Excerpt from a dataset:
** Begin **

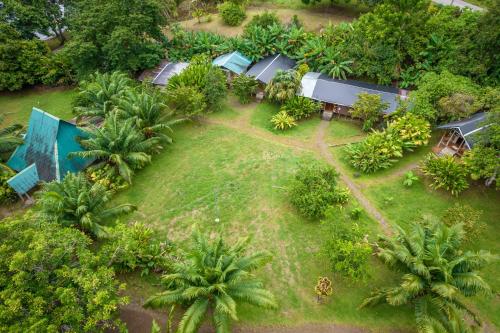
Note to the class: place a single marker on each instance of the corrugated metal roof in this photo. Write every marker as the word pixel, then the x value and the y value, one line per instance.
pixel 266 69
pixel 235 62
pixel 162 73
pixel 468 127
pixel 24 180
pixel 344 92
pixel 47 144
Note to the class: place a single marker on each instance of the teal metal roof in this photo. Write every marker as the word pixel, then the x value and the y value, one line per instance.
pixel 47 144
pixel 235 62
pixel 24 180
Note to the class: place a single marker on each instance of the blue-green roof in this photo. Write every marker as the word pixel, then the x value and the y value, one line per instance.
pixel 47 144
pixel 235 62
pixel 24 180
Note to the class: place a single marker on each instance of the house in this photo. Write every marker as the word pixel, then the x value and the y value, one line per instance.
pixel 338 96
pixel 233 63
pixel 265 69
pixel 163 72
pixel 460 136
pixel 44 154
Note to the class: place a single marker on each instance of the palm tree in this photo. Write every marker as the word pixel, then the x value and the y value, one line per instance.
pixel 79 203
pixel 284 85
pixel 120 144
pixel 437 275
pixel 216 277
pixel 10 138
pixel 100 93
pixel 151 115
pixel 332 64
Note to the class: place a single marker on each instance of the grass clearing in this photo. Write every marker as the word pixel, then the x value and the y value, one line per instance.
pixel 16 106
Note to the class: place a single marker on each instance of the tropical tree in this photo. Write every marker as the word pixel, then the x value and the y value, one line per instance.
pixel 76 202
pixel 215 278
pixel 151 115
pixel 284 85
pixel 120 144
pixel 100 93
pixel 437 275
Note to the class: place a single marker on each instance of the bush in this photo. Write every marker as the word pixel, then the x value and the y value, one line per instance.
pixel 244 87
pixel 467 216
pixel 7 194
pixel 315 189
pixel 369 108
pixel 346 248
pixel 446 172
pixel 379 150
pixel 232 14
pixel 283 121
pixel 133 247
pixel 300 107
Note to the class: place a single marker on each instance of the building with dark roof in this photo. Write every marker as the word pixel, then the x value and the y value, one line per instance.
pixel 338 96
pixel 460 135
pixel 163 72
pixel 43 156
pixel 266 69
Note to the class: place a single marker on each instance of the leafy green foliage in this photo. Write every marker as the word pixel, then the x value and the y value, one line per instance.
pixel 52 282
pixel 346 249
pixel 205 78
pixel 134 247
pixel 244 87
pixel 433 280
pixel 467 216
pixel 483 163
pixel 76 202
pixel 283 121
pixel 283 86
pixel 370 108
pixel 120 144
pixel 446 172
pixel 300 107
pixel 215 278
pixel 231 13
pixel 315 189
pixel 103 38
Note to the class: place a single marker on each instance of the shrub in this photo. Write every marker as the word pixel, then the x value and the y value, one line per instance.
pixel 244 87
pixel 315 189
pixel 369 108
pixel 232 14
pixel 300 107
pixel 134 247
pixel 186 101
pixel 467 216
pixel 7 194
pixel 283 86
pixel 378 151
pixel 446 172
pixel 283 121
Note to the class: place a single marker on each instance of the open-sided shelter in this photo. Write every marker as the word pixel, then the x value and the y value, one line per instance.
pixel 232 63
pixel 338 96
pixel 43 156
pixel 163 72
pixel 461 135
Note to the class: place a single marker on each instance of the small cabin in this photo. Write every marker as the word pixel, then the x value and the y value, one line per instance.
pixel 43 156
pixel 338 96
pixel 264 70
pixel 460 136
pixel 163 72
pixel 232 64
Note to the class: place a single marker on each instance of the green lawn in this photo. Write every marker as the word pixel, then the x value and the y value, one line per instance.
pixel 262 114
pixel 16 106
pixel 215 172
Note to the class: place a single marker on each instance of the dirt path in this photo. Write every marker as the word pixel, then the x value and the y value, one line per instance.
pixel 356 192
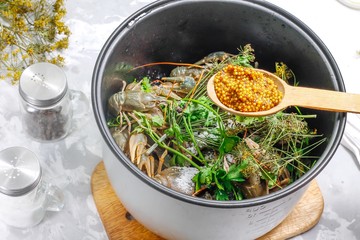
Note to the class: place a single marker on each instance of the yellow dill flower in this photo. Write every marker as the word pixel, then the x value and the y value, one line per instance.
pixel 31 31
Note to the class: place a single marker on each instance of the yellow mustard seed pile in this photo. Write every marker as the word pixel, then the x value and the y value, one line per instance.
pixel 245 89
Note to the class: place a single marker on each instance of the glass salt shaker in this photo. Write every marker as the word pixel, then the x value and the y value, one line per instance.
pixel 45 102
pixel 24 195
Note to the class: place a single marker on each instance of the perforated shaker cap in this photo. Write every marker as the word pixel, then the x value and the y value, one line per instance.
pixel 43 84
pixel 20 171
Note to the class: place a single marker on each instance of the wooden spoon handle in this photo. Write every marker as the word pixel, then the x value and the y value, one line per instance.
pixel 322 99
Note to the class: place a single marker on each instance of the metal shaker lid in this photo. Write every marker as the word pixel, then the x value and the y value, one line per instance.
pixel 43 84
pixel 20 171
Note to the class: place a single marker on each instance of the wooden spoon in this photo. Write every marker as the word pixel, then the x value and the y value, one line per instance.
pixel 298 96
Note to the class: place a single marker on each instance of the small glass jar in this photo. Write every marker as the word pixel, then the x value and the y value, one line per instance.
pixel 24 196
pixel 45 102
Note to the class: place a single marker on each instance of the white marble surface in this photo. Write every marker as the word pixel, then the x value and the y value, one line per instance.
pixel 70 162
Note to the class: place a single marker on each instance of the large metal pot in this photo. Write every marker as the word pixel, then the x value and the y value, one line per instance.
pixel 185 31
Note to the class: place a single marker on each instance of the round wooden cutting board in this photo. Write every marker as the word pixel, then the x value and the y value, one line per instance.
pixel 119 224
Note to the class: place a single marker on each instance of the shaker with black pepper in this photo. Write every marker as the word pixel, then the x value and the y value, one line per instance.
pixel 45 102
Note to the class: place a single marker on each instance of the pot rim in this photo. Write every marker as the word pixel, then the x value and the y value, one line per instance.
pixel 110 143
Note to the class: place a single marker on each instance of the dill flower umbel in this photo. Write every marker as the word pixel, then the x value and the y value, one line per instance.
pixel 31 31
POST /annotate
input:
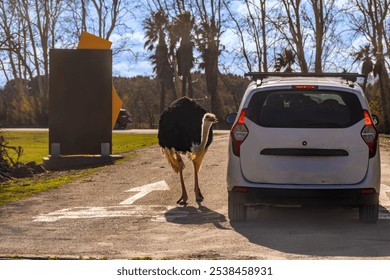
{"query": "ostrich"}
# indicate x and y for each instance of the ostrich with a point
(186, 127)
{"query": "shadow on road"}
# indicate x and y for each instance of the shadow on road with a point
(318, 232)
(193, 215)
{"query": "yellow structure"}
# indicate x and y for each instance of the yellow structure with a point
(90, 41)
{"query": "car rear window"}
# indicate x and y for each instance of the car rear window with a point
(305, 109)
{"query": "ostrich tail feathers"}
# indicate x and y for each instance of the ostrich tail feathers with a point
(174, 159)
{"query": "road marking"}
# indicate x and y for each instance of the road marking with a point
(384, 214)
(157, 213)
(145, 190)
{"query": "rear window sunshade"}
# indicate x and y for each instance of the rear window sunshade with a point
(305, 109)
(305, 152)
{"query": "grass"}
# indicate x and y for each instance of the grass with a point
(35, 146)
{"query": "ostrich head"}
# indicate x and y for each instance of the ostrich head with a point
(209, 119)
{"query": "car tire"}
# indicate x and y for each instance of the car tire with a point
(236, 208)
(369, 213)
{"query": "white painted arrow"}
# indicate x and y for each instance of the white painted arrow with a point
(144, 190)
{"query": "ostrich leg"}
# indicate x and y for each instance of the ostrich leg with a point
(198, 194)
(197, 161)
(184, 197)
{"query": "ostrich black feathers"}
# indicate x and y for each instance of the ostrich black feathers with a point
(181, 124)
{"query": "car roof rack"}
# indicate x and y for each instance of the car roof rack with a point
(352, 77)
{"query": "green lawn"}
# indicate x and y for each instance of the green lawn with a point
(35, 146)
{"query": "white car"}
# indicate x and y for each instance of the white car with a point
(303, 139)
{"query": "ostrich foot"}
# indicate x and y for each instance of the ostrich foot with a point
(182, 201)
(199, 197)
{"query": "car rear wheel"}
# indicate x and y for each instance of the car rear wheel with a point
(236, 208)
(369, 213)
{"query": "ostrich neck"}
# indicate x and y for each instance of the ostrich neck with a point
(204, 136)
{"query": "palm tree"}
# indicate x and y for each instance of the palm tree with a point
(181, 31)
(156, 28)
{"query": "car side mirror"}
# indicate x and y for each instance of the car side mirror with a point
(375, 119)
(230, 118)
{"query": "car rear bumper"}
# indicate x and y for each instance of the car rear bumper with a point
(307, 197)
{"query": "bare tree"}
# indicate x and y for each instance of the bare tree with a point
(253, 25)
(370, 19)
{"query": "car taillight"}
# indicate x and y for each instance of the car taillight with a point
(370, 134)
(239, 132)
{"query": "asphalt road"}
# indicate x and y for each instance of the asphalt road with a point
(128, 210)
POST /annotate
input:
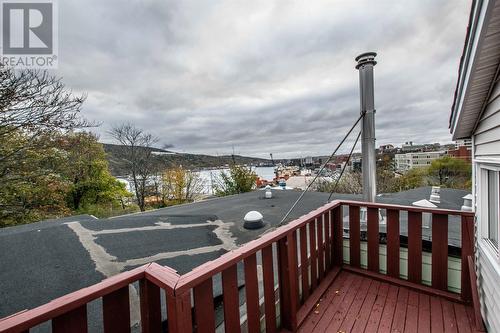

** End **

> [Exercise task]
Rewrite the rows from the line with "of the bush" to the line with "pixel 232 64", replacing "open-sided shelter" with "pavilion" and leaving everything else unchanged. Give only those lines.

> [The result]
Note to the class: place a single marker on each instance of the bush in this photo. Write every marker as the word pixel, then the x value and the y value, one line per instance.
pixel 244 87
pixel 467 216
pixel 7 194
pixel 315 189
pixel 369 108
pixel 346 248
pixel 446 172
pixel 379 150
pixel 232 14
pixel 283 121
pixel 133 247
pixel 300 107
Note to the class: place a single marker on each instance of the building with dark roof in this photo. Write every marker as the word pixel, then the x value and the y value, one line per instance.
pixel 338 96
pixel 460 135
pixel 163 72
pixel 43 156
pixel 266 69
Note to the class: place a single marker on each instance of the leafy green foliage in this photo. Write every marker as the word pixel, then the x value and the y value, one line per instance.
pixel 52 282
pixel 346 249
pixel 205 78
pixel 134 247
pixel 244 87
pixel 433 280
pixel 467 216
pixel 483 163
pixel 76 202
pixel 283 121
pixel 283 86
pixel 370 108
pixel 120 144
pixel 446 172
pixel 300 107
pixel 215 278
pixel 231 13
pixel 315 189
pixel 103 38
Note to the class: place a single marker on each instance of the shrub in this photo. Write every marker as the word pixel, then the x value and the y value, one line per instance.
pixel 244 87
pixel 315 189
pixel 369 108
pixel 232 14
pixel 300 107
pixel 134 247
pixel 186 101
pixel 467 216
pixel 7 194
pixel 283 86
pixel 378 151
pixel 446 172
pixel 283 121
Note to the class: place a single marker on each instance of the pavilion in this photo. Write every marker as the word pixel, then the x value and the y value, one line per instance.
pixel 232 63
pixel 338 96
pixel 43 156
pixel 163 72
pixel 461 135
Note to the class: place a single marker on each instance of the small cabin in this photo. Write every marker as the word pixel, then the x value and the y value, one line per instance.
pixel 43 156
pixel 338 96
pixel 264 70
pixel 460 136
pixel 163 72
pixel 232 64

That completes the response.